Extracted data:
•••

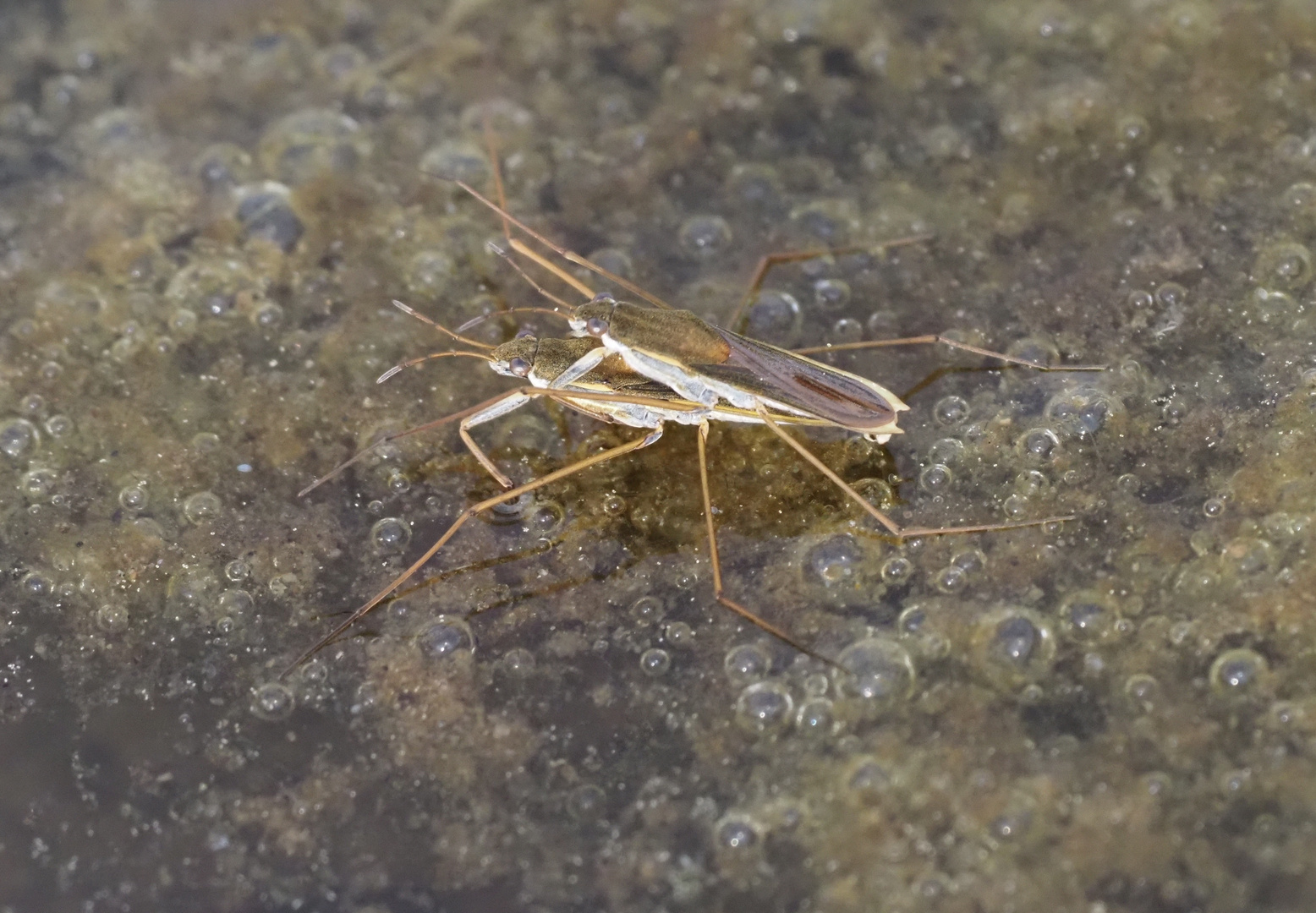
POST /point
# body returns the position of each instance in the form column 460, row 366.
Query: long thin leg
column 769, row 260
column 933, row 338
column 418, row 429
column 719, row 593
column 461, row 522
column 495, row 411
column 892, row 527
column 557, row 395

•••

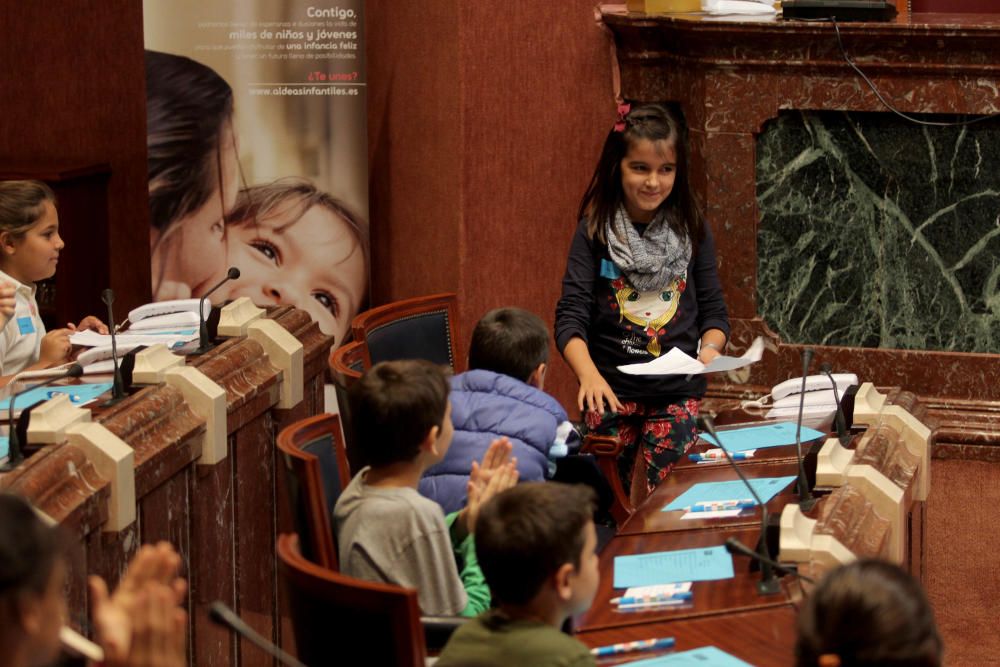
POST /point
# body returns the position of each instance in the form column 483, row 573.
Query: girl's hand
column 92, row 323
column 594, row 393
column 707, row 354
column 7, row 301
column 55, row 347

•••

Written task: Locate each line of the listing above that contains the string "body" and copy those lines. Treat uppercase and lowercase letters as distinct.

Solved problem:
# body returns the position of each instance in the form column 460, row 366.
# body returns the position of each instance in the form column 483, row 573.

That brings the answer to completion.